Activity: Search the data for the word "camouflage". Reproduce every line where it is found.
======== Information given ========
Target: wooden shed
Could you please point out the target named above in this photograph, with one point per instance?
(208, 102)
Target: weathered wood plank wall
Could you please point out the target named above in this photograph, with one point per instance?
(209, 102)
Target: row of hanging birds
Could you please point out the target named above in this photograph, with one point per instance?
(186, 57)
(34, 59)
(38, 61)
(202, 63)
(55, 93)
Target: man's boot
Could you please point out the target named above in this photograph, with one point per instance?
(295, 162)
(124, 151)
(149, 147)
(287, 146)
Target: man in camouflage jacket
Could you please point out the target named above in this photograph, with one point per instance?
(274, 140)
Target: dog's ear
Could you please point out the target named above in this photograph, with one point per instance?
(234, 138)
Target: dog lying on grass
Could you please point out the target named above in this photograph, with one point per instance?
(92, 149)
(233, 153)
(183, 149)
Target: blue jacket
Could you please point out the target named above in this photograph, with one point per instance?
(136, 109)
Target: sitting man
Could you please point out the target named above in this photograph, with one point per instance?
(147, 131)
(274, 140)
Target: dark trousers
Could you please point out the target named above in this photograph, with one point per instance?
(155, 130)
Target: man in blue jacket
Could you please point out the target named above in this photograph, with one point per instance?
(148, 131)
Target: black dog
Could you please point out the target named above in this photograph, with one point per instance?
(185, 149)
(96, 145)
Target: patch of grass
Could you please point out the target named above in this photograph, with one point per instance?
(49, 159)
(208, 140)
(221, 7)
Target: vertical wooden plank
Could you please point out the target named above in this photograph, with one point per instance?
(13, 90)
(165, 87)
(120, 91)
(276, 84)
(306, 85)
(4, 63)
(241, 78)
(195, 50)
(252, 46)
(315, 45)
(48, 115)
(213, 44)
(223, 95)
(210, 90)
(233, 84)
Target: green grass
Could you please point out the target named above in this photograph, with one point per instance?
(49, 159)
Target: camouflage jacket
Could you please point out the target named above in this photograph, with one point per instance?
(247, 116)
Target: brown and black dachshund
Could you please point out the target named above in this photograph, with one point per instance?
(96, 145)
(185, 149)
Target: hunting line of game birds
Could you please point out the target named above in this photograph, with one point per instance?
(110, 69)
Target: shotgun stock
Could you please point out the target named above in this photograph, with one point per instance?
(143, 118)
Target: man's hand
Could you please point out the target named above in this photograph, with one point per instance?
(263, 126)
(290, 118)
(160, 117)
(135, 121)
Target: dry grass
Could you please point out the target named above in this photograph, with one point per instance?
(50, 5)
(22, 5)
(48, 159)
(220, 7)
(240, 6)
========
Response for this exercise:
Target: man in camouflage jacket
Target: camouflage jacket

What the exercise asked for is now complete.